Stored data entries
***

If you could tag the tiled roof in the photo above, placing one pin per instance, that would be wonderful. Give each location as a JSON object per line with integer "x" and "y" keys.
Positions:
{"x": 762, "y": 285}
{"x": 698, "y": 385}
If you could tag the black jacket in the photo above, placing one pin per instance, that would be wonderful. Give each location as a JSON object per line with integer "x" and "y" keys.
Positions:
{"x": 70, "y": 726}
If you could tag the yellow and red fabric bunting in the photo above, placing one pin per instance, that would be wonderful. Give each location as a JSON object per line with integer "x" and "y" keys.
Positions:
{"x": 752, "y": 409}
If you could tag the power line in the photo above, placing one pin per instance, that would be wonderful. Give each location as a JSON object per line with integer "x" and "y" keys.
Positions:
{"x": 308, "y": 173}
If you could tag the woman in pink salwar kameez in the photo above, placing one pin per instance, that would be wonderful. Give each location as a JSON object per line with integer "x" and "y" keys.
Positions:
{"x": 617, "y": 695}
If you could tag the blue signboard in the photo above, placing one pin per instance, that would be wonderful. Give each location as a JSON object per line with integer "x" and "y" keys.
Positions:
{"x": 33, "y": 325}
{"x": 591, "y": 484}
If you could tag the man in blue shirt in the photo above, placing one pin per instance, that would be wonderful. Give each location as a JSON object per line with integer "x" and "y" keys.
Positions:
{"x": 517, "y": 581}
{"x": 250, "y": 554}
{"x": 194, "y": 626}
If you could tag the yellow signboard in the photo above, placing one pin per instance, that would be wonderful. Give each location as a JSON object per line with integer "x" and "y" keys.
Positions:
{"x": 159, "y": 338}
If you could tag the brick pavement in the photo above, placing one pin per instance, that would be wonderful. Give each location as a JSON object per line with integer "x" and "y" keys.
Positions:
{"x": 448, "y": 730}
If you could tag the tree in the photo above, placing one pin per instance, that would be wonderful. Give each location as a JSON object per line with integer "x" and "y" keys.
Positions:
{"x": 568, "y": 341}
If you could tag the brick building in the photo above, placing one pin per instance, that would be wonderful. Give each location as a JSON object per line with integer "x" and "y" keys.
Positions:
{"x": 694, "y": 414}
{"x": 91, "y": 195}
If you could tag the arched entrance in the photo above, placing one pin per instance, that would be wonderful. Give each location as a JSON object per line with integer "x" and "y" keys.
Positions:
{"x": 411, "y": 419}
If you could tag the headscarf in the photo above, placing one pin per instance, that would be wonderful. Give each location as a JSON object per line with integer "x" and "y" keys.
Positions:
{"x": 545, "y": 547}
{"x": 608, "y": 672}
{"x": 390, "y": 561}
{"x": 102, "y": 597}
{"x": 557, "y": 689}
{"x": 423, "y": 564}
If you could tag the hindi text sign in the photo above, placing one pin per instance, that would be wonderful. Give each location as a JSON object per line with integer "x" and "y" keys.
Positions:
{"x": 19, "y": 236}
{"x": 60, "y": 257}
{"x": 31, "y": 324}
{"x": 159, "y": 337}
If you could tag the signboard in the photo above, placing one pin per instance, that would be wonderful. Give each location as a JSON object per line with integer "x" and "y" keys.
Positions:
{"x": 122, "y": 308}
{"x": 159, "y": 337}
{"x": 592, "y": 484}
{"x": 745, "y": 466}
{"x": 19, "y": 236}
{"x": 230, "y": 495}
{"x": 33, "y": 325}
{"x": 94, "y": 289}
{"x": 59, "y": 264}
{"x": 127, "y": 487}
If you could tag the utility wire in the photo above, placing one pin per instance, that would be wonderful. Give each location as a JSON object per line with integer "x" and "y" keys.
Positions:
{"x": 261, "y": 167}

***

Output all lines from the beginning of the data up to the line holding "If you could tag the blue", that line included, exactly as written.

If you could tag the tiled roof in the photo above, placing one pin per instance, that would be wonderful. Give each location as a JSON object per line with integer "x" and "y" keys.
Positions:
{"x": 762, "y": 285}
{"x": 698, "y": 385}
If you could tag the black jacket in the photo above, placing one pin per instance, that would be wonderful. Give each location as a JSON object per line with integer "x" and "y" keys.
Positions:
{"x": 70, "y": 726}
If you could tag the yellow and red fabric bunting in the photo above, placing one pin per instance, that would be wonderful. Give each location as a JSON object per line with integer "x" and "y" keys.
Positions:
{"x": 752, "y": 409}
If you could tag the power line in the photo above, placing one pin per instance, that would be wonderful. Give each location as a JSON object per line with integer "x" and "y" keys.
Positions:
{"x": 308, "y": 173}
If you could tag the woman in pink salwar kameez in the photo above, placing one pin per instance, that would be wonderful. Give each location as a JSON object per line with integer "x" and "y" keys.
Positions:
{"x": 617, "y": 695}
If you could tag the blue signboard in the photo above, placing one pin per instance, that would be wonderful. Give each location as a JSON object per line with integer "x" and "y" keys.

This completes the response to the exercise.